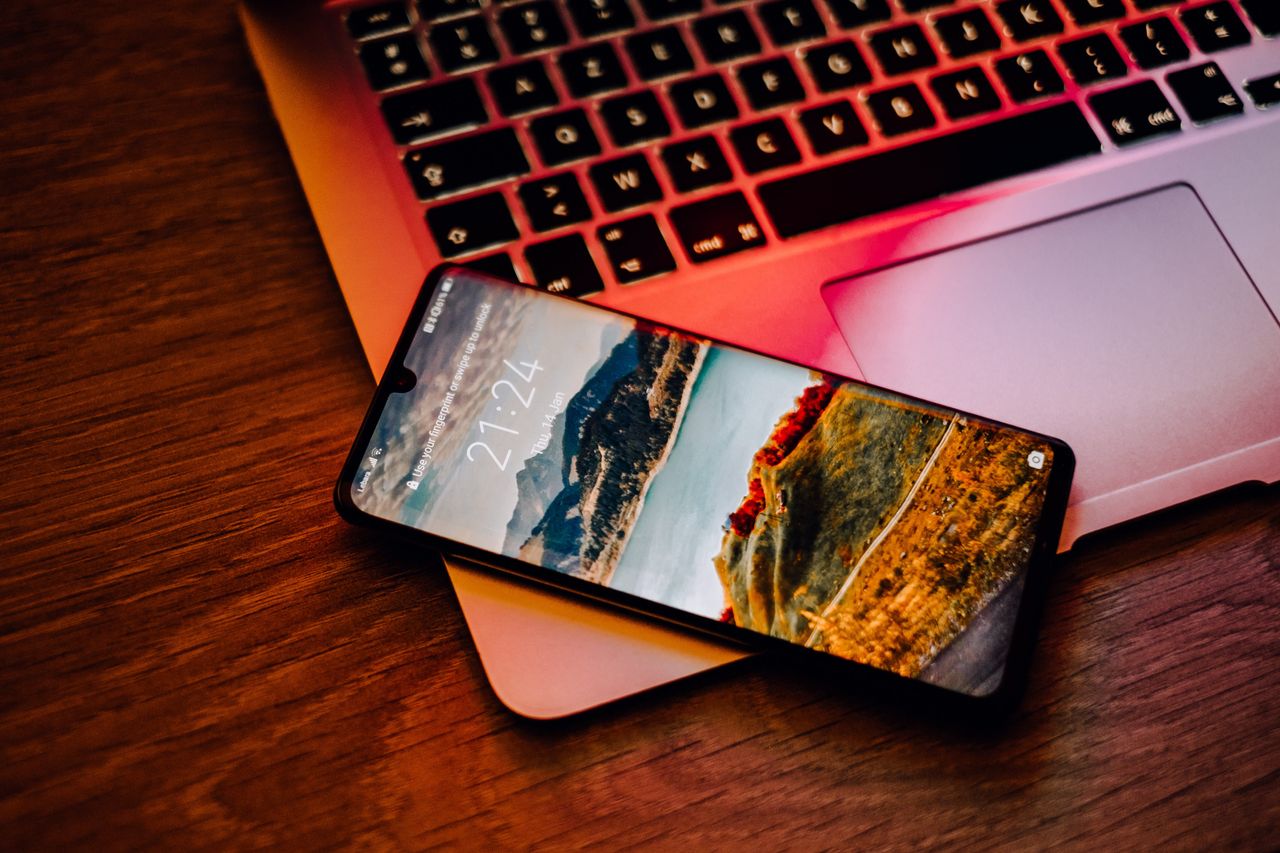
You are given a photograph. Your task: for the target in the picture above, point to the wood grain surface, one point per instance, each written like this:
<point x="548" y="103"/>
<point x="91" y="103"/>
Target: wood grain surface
<point x="195" y="652"/>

----------------

▶ [SET TASK]
Set out the lines of the records above as a numbered list, skipping any blank lines and leaving the pictures out.

▶ [SOLUTION FOR THIS TASK]
1. You are given a photograph. Your task: for the target in the picture above, point to the wood grain surface, one point per instance, each written like this:
2. <point x="548" y="103"/>
3. <point x="91" y="103"/>
4. Target: wood grain surface
5. <point x="195" y="652"/>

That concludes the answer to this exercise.